── PASSAGE PROVIDED ──

Thanks everyone for all the great advice....I love TUGgers!!:whoopie:


----------



## Ron98GT (Apr 7, 2014)

sjsharkie said:


> Agreed, but the OP said "West Coast" and I don't consider PHX west coast.  I was responding directly to her question.
> 
> I'm actually surprised that AA still has that PHX-KOA flight.  With the merger, I'd expect that one to cease sooner or later.  IMHO, there's so little margin flying the Hawaii routes because there is a smaller % of business pax -- especially to neighbor islands.
> 
> -ryan



Does that mean Las Vegas, NV, (LAS) isn't West Coast either?


----------



## daventrina (Apr 7, 2014)

Ron98GT said:


> Does that mean Las Vegas, NV, (LAS) isn't West Coast either?


The advantage of LAS is that ... it is by some considered the 7th major Hawaiian island... so that would make it Hawaii and not the west coast 
If on over nights there ... they could

Have a Kalua Pork sandwich and Mai Tai a Burgers in Paradise and then shop at the ABC store 

Stay at the California Hotel where Aloha is spoken and grab some grinds:
ALOHA SPECIALTIES
Aloha Specialties, located on the California Hotel & Casino's mezzanine, will satisfy your taste buds with its Island fare. With the umbrellas and wicker chairs lining the mezzanine outside the restaurant, Aloha Specialties transports its diners, at least for a short moment, to the islands. Step inside and its walls are lined with native art and the tables and chairs are covered with the "aloha" prints that you'd see in Hawaii. Aloha Specialties features teriyaki plates, stews and curry specialties, combination plates and noodle dishes such as Chicken Tou Saimin and of course, the popular "rice bowls". Eating in or taking out, give yourself a treat and try Aloha Specialties.
HOURS OF OPERATION
Monday - Sunday	     9:00am - 9:00pm

Oh and there is  a LAPPERT'S ICE CREAM SHOP there....

or see a hula show at the Hawaiian Market Place


----------



## Tamaradarann (Apr 7, 2014)

*Southwest to Hawaii on hold*



BMWguynw said:


> According to this website, expanding their routes to serve Hawaii has been put on hold:  http://beatofhawaii.com/southwest-hawaii-airline-update/
> 
> Dave



I didn't hear it was on hold.  Everytime I would call, including when I told them that I was putting my Southwest Credit Card on hold, I was told that they have no news.  Actually my husband and I still have Southwest credit cards which we pay $99/year for but get 6000 miles each anniversary date plus 4 free drink tickets.  The value of the miles and drink tickets is over $100.  We both have Southwest miles accounts which the 6000 miles continues to replenish so we don't use the cards anymore, just get the miles and use our existing miles to fly to Florida each year free.

For Hawaii we have Hawaiian Airlines miles accounts, and you can't beat the direct flight from JFK to HNL.


----------



## Ron98GT (Apr 8, 2014)

daventrina said:


> The advantage of LAS is that ... it is by some considered the 7th major Hawaiian island...



Actually, were the 9th Island, not the 7th.

───

### COMPLETE THE FOLLOWING
(a) In the forum thread about flights to Hawaii, rewrite the paragraph beginning "I didn't hear it was on hold" as a short bulleted list that keeps its main facts.
(b) Answer these questions from the forum thread about flights to Hawaii, one per line, marking each answer with the same label as its question:
(i) Which airline still flies the PHX-KOA route?
(ii) What hours is Aloha Specialties open?
(iii) Between which two airports does the Hawaiian Airlines direct flight praised in the thread run?
(c) Write the next post in the forum thread about flights to Hawaii, picking up after its final line.

── LISTING ──

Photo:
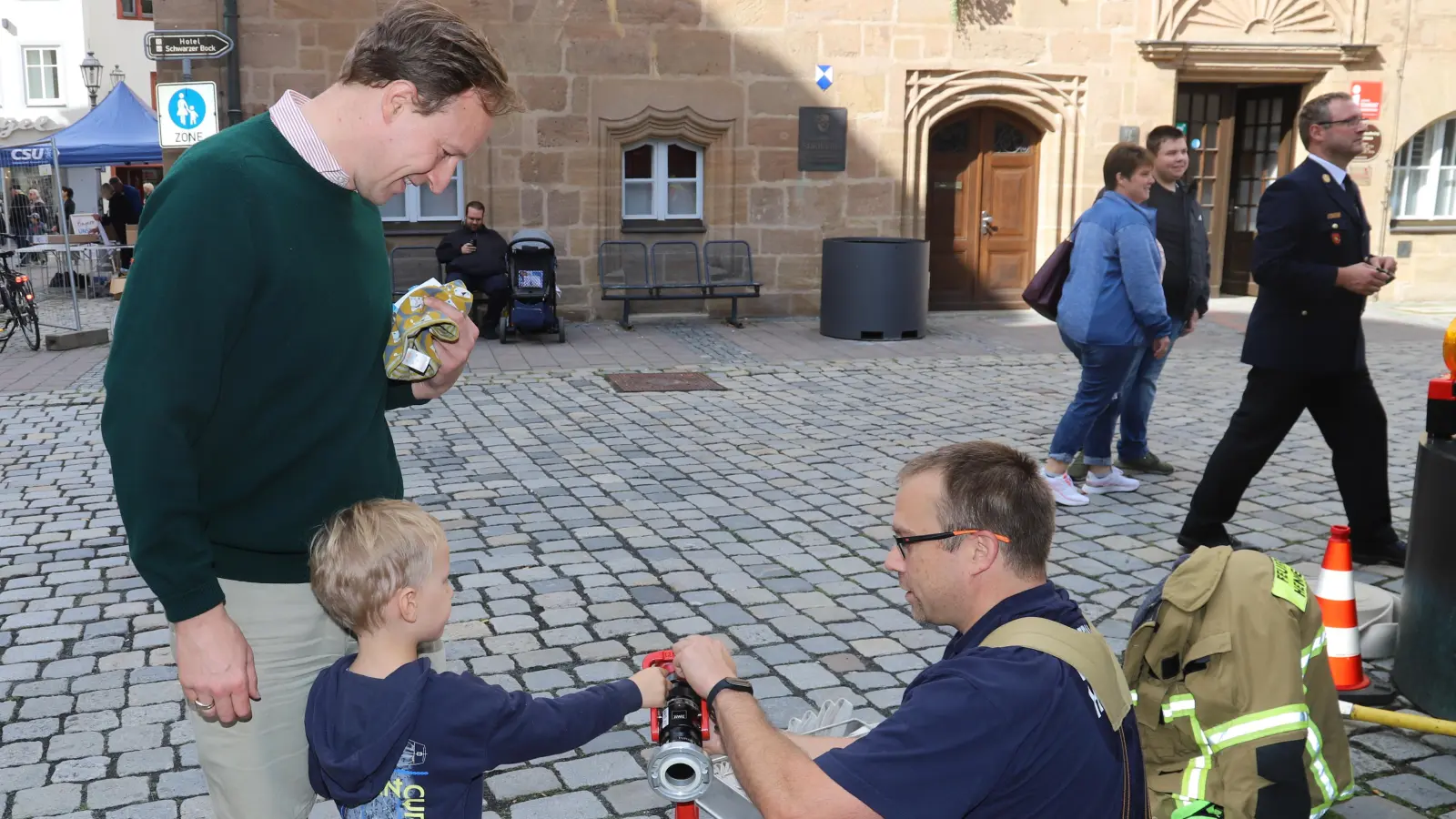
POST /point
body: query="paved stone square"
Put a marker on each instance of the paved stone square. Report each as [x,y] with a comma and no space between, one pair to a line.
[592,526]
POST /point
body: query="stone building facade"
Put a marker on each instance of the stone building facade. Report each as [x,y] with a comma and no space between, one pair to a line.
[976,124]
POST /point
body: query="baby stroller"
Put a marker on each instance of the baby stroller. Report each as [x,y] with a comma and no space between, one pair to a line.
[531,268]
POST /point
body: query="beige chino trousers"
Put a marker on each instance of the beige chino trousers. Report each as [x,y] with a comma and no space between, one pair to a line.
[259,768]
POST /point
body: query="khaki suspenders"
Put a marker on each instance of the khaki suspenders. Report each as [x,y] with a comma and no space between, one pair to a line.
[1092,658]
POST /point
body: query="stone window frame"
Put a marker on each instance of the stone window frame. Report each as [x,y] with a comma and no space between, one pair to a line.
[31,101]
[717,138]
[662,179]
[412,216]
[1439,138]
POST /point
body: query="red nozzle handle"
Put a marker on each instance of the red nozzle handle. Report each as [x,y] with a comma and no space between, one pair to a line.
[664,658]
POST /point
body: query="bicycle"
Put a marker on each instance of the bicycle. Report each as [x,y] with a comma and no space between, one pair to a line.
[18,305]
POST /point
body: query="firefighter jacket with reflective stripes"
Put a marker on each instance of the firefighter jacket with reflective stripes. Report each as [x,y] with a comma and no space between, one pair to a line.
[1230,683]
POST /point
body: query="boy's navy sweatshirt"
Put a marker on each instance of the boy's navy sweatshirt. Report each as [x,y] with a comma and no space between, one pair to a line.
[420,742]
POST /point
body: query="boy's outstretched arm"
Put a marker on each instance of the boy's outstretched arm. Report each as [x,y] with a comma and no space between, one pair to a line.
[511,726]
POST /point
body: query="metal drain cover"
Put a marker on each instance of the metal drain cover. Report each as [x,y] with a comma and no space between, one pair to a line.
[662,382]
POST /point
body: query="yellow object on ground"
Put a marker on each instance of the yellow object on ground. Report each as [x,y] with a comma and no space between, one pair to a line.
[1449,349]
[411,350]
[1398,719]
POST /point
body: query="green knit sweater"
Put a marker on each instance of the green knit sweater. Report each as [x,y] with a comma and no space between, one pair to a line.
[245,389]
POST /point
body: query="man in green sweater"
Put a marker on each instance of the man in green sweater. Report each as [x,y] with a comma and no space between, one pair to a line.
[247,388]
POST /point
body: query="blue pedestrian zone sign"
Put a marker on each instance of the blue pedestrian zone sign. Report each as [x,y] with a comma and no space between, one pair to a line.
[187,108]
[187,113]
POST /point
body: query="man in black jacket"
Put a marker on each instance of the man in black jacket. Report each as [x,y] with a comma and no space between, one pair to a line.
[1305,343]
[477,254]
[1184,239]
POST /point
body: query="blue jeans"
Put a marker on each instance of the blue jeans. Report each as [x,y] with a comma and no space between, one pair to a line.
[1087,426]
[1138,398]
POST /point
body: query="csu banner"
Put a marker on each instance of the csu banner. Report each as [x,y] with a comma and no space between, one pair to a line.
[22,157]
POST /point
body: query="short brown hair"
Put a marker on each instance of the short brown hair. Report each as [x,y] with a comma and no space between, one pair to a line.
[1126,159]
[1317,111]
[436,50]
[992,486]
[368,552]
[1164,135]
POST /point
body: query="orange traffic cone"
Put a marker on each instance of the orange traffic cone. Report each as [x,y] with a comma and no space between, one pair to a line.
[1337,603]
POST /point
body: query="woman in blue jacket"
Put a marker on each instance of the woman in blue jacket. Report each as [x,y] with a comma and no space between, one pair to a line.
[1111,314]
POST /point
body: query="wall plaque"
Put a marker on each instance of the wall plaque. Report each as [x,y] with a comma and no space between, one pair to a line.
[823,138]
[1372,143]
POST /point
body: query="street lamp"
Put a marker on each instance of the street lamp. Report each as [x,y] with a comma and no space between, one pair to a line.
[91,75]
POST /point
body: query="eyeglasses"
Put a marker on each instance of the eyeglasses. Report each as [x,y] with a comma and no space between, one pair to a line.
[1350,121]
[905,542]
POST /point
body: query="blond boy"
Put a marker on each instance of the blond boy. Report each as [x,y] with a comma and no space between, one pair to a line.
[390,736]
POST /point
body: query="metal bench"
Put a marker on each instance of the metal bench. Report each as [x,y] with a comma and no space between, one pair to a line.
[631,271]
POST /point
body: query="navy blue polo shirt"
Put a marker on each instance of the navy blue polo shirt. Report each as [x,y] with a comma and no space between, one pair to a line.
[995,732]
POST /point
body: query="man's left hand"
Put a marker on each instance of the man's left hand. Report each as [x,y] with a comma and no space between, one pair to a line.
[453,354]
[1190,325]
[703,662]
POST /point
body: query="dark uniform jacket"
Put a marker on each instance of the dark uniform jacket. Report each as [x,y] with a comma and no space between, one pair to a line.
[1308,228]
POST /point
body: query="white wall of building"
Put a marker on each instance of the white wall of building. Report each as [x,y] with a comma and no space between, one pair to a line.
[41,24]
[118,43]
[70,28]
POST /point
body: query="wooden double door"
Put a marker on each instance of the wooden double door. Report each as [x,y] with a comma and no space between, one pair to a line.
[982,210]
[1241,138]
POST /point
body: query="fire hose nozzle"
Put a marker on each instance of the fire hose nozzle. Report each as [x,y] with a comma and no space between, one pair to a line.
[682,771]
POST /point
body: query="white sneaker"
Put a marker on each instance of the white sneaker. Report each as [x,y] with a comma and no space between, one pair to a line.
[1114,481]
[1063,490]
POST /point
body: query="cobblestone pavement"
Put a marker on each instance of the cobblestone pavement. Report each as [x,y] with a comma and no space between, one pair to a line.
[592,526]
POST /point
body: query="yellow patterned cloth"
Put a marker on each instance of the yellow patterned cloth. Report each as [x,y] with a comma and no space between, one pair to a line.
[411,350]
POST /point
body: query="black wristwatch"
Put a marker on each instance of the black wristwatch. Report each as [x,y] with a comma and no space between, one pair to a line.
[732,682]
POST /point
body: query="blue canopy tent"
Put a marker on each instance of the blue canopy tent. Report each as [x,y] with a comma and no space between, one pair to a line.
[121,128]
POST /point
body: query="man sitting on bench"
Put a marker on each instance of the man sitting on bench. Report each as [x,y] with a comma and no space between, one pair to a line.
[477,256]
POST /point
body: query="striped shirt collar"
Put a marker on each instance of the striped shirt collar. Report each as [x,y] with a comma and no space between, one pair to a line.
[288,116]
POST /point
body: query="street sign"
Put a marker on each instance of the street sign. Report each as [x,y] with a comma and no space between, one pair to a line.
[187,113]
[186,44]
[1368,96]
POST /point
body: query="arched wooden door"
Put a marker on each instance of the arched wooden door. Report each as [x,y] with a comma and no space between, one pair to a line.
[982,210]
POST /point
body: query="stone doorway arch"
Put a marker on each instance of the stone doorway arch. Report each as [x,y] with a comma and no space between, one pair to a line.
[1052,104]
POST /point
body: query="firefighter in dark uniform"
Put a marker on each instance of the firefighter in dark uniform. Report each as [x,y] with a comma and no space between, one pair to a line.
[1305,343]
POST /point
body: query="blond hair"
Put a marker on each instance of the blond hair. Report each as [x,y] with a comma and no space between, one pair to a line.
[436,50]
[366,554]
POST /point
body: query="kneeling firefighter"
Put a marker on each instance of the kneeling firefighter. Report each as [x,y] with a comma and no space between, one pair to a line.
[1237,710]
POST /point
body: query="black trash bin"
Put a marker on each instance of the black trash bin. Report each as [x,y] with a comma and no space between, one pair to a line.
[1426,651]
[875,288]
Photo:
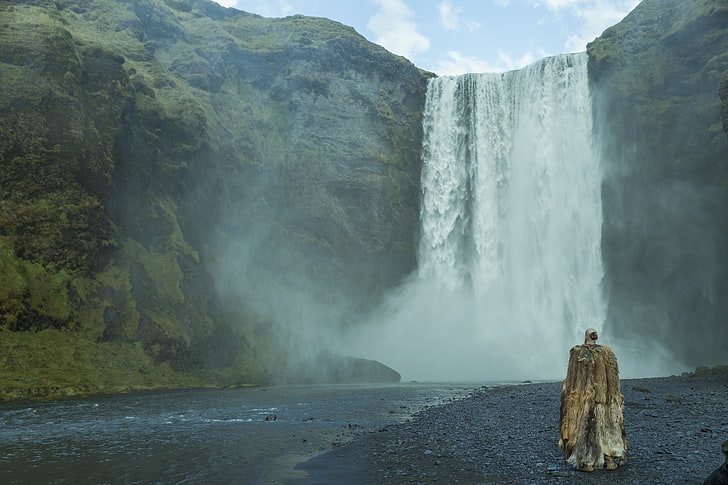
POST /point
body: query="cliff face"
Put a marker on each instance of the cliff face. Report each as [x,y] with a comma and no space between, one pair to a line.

───

### ANSWERS TO THE PROBLEMS
(a)
- The writer had not heard that the plan was on hold. Every call to Southwest, including the one to put the Southwest credit card on hold, brought the answer that there was no news.
- The writer and husband still have Southwest credit cards at $99 a year. Each earns 6000 miles every anniversary date plus 4 free drink tickets, worth over $100 in total.
- The 6000 miles keep replenishing their Southwest miles accounts. They no longer use the cards but use their existing miles to fly to Florida free each year.

(b)
(i) AA
(ii) Monday through Sunday, 9:00am to 9:00pm
(iii) JFK and HNL

(c)
http://www.alohaninthisland.com/ninth-island.html

http://www.vegassolo.com/ninth-island/

http://geography.about.com/od/unitedstatesofamerica/tp/hawaii-islands.htm

Although we're the 9th Hawaiian Island, we have a large Hawaiian population, and Hawaiian's love to come here, it's a lot cheaper to fly in/out of Cali.  

The OP should use Southwest to fly from Indiana (or Chicago Midway) to San Diego or Oakland. Then the OP can fly to Kona, via Oahu, using Hawaiian Air from San Diego or Oakland, which are the cities that SW and Hawaiian Air jointly use.

If the OP goes in/out of San Diego, they can spent a day or 2 there.  Nothing to see in Oakland, unless they go over to SF or up to Napa for wine.

Aloha


----------



## presley (Apr 8, 2014)

San Francisco has direct to Kona flights (no Oahu transfer) on United and I think San Jose has direct to Kona with AlaskaAir. Both of those are Southwest serviced airports.


----------



## gnipgnop (Apr 8, 2014)

We are flying United (nonstop) from PIT to SFO.  Staying overnight in SFO to visit son then flying Hawaiian Air to HNL - HNL to LIH (Kauai).  I love flying Hawaiian Air to the Islands.  Comfortable seats, meals and Hawaiian girls and guys flight attendants.  Also they offer a free drink (wine or Mai-Tai).  Gotta love that airline!!!


----------



## Ken555 (Apr 8, 2014)

Ron98GT said:


> Does that mean Las Vegas, NV, (LAS) isn't West Coast either?




Of course it's not. Details here:

http://en.wikipedia.org/wiki/West_Coast_of_the_United_States

"West coast" often seems to mean something different to those who don't live here. But, it's really defined by geography and not anyone's opinion...




Sent from my iPad


----------



## Ron98GT (Apr 8, 2014)

Ken555 said:


> Of course it's not. Details here:
> 
> http://en.wikipedia.org/wiki/West_Coast_of_the_United_States
> 
> ...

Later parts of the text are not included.